DOCUMENT TEXT:
In the end this troublesome little parable gives us a gem of insight. God is not fair.  God doesn’t seem to care about all our score keeping and our wounded sense of order.  God loves us. God loves and loves and loves without a lot of supporting evidence, sometimes in spite of the evidence.  God seems to enjoy messing with the rules, reversing the order, and challenging our notions of who deserves what. As the scriptures says, God’s ways are not our ways and that if we want to get into the divine state of mind we might need to actually revisit our notions of what is fair or what is just or what is truly at the center of God’s compassionate ways. 



So, God is not fair. Wow does scripture really say that? Yep!  And depending where you are in line that can be some powerfully good news!  You might just get paid more than you are worth. You might find that the end of the line is now the beginning, not because of who you are but who God is.

(Point-per-instance localization data)

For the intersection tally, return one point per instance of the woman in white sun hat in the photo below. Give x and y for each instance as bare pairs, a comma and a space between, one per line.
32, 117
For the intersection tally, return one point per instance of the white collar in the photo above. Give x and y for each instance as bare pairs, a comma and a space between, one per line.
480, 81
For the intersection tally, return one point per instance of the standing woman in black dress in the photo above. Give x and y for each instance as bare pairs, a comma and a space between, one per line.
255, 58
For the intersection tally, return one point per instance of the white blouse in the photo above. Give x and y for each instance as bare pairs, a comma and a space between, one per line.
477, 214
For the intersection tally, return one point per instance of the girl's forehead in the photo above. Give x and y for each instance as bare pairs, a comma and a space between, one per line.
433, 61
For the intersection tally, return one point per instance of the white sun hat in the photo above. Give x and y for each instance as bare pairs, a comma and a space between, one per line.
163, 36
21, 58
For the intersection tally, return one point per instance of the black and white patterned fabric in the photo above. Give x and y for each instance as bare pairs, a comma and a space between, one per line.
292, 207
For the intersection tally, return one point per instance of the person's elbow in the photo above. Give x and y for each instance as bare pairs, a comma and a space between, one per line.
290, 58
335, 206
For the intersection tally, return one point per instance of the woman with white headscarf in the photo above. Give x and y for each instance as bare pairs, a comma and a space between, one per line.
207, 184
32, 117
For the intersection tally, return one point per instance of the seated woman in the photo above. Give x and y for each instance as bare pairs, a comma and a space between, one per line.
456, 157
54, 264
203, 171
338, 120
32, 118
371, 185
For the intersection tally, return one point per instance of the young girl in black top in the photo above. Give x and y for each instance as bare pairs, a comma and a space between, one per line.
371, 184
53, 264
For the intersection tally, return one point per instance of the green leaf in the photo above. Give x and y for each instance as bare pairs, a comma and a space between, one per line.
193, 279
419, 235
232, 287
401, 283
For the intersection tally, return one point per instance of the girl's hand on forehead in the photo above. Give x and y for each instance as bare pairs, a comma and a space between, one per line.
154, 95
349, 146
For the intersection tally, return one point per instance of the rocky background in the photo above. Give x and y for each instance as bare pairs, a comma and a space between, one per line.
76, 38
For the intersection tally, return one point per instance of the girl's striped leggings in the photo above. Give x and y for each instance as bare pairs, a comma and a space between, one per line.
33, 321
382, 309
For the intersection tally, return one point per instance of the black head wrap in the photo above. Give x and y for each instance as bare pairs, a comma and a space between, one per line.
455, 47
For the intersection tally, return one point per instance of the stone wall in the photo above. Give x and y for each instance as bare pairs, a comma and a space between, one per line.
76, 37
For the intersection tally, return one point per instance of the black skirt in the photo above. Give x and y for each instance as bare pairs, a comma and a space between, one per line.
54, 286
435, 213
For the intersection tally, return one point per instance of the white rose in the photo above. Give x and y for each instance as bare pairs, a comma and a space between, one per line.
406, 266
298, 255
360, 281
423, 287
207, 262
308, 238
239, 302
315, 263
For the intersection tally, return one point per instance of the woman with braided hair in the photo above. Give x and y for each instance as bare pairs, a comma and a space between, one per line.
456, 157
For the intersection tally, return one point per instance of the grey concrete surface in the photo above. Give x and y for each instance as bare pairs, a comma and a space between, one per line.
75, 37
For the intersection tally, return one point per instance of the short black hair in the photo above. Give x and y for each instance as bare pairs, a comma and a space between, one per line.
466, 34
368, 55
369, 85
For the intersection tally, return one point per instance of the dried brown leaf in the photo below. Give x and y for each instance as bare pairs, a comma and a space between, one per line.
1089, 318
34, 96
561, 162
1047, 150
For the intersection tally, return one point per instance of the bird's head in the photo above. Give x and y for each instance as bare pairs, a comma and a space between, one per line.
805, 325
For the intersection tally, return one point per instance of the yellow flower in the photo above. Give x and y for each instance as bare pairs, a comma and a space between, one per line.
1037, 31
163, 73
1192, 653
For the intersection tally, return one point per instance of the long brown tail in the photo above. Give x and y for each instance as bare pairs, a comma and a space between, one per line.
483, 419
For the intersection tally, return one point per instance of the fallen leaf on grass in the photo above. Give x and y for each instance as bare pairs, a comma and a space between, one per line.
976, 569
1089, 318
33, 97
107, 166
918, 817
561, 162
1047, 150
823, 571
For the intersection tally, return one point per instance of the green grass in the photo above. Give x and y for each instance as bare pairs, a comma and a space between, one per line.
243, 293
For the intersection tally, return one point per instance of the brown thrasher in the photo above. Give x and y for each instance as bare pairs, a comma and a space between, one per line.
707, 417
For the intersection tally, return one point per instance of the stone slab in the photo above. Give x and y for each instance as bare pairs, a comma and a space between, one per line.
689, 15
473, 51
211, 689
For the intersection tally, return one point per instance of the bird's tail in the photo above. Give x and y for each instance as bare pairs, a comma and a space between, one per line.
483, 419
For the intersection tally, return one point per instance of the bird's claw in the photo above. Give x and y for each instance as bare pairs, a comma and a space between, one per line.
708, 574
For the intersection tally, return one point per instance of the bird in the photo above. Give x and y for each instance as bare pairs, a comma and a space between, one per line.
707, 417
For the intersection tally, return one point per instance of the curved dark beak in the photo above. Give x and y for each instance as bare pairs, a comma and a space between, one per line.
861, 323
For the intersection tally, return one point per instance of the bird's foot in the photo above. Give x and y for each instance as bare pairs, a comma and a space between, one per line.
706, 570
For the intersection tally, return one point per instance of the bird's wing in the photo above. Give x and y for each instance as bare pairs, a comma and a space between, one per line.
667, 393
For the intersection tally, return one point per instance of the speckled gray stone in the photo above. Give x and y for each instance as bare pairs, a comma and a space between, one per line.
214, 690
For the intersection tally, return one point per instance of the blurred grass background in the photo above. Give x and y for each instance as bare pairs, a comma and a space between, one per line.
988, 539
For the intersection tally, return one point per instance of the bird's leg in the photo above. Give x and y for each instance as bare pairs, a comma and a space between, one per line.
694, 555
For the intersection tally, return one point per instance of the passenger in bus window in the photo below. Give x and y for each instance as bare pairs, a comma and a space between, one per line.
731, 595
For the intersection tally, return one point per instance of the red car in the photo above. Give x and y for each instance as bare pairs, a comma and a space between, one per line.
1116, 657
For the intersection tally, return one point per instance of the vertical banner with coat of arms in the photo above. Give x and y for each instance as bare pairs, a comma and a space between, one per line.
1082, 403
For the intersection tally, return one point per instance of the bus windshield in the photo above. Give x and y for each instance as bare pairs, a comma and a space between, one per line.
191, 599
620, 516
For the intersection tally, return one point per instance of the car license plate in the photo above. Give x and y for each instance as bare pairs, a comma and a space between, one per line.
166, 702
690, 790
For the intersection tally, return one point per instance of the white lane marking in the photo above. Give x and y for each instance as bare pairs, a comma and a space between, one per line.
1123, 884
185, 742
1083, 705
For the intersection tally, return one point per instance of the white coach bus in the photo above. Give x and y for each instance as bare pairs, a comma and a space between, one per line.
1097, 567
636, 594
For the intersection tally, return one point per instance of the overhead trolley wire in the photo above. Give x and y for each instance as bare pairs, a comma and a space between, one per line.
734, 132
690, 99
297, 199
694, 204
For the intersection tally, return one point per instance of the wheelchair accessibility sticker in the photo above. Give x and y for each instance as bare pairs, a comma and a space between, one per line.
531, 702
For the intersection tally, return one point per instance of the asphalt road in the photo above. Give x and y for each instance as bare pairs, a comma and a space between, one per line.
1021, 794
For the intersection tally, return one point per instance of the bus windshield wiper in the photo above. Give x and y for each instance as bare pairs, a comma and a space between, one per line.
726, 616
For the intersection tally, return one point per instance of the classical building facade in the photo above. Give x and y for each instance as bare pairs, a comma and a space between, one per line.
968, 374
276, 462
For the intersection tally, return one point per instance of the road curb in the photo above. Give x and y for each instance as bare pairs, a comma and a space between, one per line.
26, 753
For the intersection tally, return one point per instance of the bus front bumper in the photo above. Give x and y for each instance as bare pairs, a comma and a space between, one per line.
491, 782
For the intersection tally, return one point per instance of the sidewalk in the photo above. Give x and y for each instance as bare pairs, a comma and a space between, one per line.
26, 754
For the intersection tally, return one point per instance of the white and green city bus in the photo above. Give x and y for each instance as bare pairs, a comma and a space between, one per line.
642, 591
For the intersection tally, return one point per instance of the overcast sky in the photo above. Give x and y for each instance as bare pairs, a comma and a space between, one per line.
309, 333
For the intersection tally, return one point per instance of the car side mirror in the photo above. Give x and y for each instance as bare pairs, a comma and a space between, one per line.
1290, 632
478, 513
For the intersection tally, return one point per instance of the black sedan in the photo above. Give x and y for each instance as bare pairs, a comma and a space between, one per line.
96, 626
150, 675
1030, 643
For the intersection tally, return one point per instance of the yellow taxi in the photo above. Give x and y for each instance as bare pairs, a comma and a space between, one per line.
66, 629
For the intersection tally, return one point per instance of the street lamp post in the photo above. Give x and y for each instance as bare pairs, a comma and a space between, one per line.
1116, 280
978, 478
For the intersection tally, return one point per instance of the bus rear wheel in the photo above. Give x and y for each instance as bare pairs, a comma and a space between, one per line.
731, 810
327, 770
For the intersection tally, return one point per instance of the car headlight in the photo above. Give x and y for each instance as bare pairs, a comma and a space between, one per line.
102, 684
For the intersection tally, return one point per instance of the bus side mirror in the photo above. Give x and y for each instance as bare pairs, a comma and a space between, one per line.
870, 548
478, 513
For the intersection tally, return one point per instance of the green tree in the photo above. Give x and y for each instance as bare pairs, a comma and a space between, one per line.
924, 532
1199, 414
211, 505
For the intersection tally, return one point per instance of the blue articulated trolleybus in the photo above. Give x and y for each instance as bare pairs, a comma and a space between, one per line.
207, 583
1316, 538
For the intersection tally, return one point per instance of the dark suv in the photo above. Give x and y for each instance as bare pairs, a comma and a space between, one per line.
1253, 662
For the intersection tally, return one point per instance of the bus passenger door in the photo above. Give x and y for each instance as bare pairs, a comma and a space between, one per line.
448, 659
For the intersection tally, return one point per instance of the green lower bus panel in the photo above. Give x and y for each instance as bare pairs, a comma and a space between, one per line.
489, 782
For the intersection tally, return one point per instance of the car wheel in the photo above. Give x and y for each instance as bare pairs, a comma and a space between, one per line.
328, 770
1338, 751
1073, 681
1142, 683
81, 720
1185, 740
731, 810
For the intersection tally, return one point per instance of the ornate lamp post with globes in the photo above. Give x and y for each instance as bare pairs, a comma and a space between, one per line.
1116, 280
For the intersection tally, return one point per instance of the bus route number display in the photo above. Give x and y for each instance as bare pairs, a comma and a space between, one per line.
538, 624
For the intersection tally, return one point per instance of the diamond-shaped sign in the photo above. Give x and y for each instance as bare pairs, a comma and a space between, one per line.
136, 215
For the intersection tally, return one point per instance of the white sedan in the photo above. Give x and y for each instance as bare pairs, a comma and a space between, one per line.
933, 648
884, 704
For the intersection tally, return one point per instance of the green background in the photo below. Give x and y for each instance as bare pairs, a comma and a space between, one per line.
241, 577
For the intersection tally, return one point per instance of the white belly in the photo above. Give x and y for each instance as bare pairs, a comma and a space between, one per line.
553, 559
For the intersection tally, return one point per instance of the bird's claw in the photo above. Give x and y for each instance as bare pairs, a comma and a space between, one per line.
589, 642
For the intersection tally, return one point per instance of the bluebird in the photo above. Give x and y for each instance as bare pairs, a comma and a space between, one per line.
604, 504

EXERCISE REQUIREMENTS:
1 > Extract the part of the passage about God's fairness that runs from "In the end this" to "God’s compassionate ways.".
2 > Write what comes next in the passage about God's fairness, picking up right after its final sentence.
The entries aren't needed for anything here.

ANSWER SECTION:
1 >
In the end this troublesome little parable gives us a gem of insight. God is not fair.  God doesn’t seem to care about all our score keeping and our wounded sense of order.  God loves us. God loves and loves and loves without a lot of supporting evidence, sometimes in spite of the evidence.  God seems to enjoy messing with the rules, reversing the order, and challenging our notions of who deserves what. As the scriptures says, God’s ways are not our ways and that if we want to get into the divine state of mind we might need to actually revisit our notions of what is fair or what is just or what is truly at the center of God’s compassionate ways.

2 >
God is not fair; God is generous to a fault.  And we are all called to be like God in this way, because that is the way of the kingdom. If you have lost sight of the radical generosity of God it is most likely because you have forgotten where you are in line. You have forgotten what is feels like to be loitering around the public square waiting for a day of work at 3 in the afternoon when you desperately need it.  The first shall be last and the last shall be first is not some kind of divine threat, it is God’s playful sense of humor soaked in a generosity that should have us all laughing and trying to outdo one another in generosity ourselves.  Let grace abound more and more the scriptures say. Quit keeping score, because evidently God has lost track long ago. 




Note: The notion a reading this text from the below is rooted in the work of theologians like William Herzog and there attention to socio-economic realities seen in the subversive speech of the parables of Jesus.  The concept of where one is in line is borrowed and adapted  from Barbara Brown Taylor’s sermon Beginning at the End.